Work request
Carry on the blog post about easy credit and Alberta's oil sands from its final sentence onward.

Saturday, November 8, 2008

How did we get here? And where do we go from here?

Things have changed so much since this blog was started in February 2007. There was euphoria in the markets at that time. The housing bubble in the US had burst, but the sheer magnitude of the devastation it would unleash, as well as its ramifications on the rest of the world had not been anticipated by most observers. Only those in the 'borderline insanity' category had the prognosis of the disease whose symptoms are now becoming visible.

The disease was easy credit abetted by the viruses of greed, speculation, leverage, stupidity, lax regulation, hubris and ignorance. In almost every asset class in almost every part of the world, there was an asset bubble. From the trailer homes in Fort McMurray to the art market in Eastern Europe, from the high end apartments in Bombay to the stocks in China. Easy credit of last twenty years gave high hopes and ‘can’t go wrong with xyz’ mentality to almost everyone. There was 'death of risk.' Even know, despite all that has transpired, morons are dime a dozen, who want to borrow and invest in Canadian stocks.

The period of easy credit is over. And so is the period of feigning low risk by absurd mathematical models created by armies of glorified economists. When I try to put a perspective on the massive oil sands related investments that had been planned for Alberta, I see that they were fueled more by the easy credit and low risk environment than by any fundamental factors. Most readers are familiar with Warren Buffett’s comments (paraphrased) on oil sands that ‘you could be the best mining engineer in the world, but if you are not sure that the price of oil would be in the $120 range, oil sands may not be the best investment.’ Of course, the temporary high prices speciously bolstered by the doomsday scenarios (but fundamentally caused by speculation and leverage) gave enough reasons to almost all underwriters to finance the billions of dollars of projects easily. As the price of oil comes down further, oil sands will be get hit twice as hard inasmuch as they are very high risk investments (environmental, economic, currency) amortized over very long periods. In easy credit environment such investments could be financed easily but in tougher environment where cash is the most precious thing anyone wants to possess, such projects become akin to financing in year 2001. Not impossible (there are always some fools around), but very hard. I trust bulls in Alberta and Canada have at least that much intelligence to figure out the ramifications of significantly depleted oil sands investments on the province, the loonie and Canada as a whole.

(Natural-language object grounding data)

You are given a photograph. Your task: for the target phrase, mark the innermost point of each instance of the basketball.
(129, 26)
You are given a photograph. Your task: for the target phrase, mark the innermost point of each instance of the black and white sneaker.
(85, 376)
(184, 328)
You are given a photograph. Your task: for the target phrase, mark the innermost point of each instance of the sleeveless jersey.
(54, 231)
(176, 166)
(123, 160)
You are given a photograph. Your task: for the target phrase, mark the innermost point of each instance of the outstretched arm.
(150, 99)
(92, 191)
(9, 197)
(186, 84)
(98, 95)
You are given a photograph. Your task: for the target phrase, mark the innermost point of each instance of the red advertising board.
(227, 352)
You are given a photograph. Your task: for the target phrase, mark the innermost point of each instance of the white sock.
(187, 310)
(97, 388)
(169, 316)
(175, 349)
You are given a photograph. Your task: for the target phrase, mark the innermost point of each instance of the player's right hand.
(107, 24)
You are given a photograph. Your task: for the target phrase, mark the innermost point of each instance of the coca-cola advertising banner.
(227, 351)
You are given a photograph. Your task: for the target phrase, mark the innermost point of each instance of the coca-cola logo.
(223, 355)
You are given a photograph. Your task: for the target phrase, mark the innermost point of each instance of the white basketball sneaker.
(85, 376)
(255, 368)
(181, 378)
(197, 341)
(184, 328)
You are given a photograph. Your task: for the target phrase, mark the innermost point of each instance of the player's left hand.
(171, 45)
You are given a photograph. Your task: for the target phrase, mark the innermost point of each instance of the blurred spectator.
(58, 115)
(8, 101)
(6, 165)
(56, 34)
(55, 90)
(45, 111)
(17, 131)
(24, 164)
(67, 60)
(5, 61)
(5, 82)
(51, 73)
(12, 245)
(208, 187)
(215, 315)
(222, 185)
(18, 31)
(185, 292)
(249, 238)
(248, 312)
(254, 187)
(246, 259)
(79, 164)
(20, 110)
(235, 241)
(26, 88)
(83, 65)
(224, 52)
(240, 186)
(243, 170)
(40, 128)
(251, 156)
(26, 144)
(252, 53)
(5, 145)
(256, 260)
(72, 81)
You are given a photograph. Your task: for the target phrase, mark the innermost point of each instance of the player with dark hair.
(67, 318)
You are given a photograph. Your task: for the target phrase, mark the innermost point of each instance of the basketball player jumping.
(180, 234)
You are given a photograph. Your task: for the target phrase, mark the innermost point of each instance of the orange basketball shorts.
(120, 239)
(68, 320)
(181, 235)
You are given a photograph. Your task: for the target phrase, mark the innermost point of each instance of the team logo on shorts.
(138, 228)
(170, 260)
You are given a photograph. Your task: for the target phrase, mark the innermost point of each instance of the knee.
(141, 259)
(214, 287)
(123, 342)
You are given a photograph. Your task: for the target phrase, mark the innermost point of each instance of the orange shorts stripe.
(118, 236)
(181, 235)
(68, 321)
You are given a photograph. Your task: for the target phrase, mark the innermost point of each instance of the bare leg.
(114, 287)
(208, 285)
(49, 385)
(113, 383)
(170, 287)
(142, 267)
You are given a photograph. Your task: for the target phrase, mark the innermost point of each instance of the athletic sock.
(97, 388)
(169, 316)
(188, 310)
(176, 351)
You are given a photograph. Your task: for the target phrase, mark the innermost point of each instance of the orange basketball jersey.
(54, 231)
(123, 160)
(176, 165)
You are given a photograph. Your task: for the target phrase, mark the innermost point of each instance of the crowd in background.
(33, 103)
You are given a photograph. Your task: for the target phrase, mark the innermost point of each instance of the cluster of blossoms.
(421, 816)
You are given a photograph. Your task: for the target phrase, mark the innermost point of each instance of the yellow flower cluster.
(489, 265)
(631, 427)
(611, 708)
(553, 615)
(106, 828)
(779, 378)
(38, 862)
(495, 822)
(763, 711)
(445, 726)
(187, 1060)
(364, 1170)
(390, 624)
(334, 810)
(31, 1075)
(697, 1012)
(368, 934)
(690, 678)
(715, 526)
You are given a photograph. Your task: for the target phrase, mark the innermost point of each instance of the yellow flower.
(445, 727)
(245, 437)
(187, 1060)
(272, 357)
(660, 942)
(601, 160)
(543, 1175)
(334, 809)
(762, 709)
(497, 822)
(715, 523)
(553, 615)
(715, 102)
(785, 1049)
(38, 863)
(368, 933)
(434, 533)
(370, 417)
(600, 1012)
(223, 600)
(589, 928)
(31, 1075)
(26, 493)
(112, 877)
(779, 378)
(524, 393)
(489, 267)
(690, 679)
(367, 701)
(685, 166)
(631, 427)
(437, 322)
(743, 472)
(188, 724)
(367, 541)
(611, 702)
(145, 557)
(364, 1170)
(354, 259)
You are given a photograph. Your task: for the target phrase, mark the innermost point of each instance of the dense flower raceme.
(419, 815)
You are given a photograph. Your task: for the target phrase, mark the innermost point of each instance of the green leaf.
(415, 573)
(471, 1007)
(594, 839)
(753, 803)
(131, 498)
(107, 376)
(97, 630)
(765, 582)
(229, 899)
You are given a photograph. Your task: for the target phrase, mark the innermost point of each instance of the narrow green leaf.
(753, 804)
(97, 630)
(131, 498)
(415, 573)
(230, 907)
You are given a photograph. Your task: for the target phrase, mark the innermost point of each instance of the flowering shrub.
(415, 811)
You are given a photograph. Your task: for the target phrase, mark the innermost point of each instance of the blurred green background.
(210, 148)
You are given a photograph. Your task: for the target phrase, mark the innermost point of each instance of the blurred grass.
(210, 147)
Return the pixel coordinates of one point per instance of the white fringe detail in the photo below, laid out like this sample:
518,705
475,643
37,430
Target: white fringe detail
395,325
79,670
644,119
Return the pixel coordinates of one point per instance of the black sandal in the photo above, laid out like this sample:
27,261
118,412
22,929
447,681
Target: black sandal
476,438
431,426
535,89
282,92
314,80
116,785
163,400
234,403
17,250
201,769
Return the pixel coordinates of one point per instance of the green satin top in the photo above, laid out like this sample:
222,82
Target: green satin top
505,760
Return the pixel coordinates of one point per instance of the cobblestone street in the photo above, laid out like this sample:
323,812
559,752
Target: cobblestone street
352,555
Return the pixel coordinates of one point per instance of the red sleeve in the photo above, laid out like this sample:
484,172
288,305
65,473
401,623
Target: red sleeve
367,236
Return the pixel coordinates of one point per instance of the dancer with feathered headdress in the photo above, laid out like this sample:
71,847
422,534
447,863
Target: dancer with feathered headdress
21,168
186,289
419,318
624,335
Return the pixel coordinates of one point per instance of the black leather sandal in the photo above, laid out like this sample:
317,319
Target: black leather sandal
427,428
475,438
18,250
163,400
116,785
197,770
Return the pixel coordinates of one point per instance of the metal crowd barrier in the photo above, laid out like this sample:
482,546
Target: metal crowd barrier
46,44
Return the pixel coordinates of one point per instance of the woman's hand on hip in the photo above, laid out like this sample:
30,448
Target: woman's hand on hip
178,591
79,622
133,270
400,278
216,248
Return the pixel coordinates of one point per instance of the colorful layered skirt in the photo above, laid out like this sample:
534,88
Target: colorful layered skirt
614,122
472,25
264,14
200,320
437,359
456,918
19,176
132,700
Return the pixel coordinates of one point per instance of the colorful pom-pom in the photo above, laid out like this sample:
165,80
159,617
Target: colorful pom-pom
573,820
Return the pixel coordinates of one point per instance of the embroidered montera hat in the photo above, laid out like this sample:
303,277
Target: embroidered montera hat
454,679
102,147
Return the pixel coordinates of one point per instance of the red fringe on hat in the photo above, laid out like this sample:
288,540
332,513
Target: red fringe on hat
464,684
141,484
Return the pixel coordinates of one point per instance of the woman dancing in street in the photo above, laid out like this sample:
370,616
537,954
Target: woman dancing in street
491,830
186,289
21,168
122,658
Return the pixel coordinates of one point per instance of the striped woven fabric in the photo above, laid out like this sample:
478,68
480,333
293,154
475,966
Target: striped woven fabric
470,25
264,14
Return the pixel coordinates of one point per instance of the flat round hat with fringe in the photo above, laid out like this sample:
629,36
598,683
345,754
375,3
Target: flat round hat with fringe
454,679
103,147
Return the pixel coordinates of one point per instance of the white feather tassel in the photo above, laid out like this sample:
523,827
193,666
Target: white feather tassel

Expected answer
Cash really will be the king, as I have tried to mention numerous times in the past. Deflation really is strengthening its hold and there’s nothing central banks can do about it. The sins of past have to be absolved for; and the time to do that has arrived. You just can’t weasel your way out of the bad karmas of credit orgy so easily.

Being early in the deflationary bust cycle is one common mistake most people will make. Yesterday, even I committed such a mistake. No, I didn’t buy a house, but I did buy a new car. I thought I was getting a great deal-Almost $5k off the sticker price of a Honda Accord. But giving up almost $25k in cold cash from savings account did not feel very good. But my rationalization was that my old civic is almost ten years old now and hasn’t been reliable. And I needed to reward myself (yeah, the same North American malaise that leads to the current mess)…Perhaps, I will look at my Accord whenever the temptation of buying a house comes to me in the next few years.

Now the mainstream media is catching up with the sea of negative news that was predicted here and at so many other blogs. Pretty soon, it will be self reinforcing cycle. An economy that is driven 70% by consumption will feel the pain when people stop buying cars and houses, reduce their vacations, minimize eating out, stop buying expensive clothes and desert the malls. Businesses will start laying off people and the anti-goldilocks economy will be at work. Businesses dependent on retail companies (IT, Human Resources staffing etc) will cut down their investments and hiring, making things even worse. And all this while the central banks have interest rates at zero.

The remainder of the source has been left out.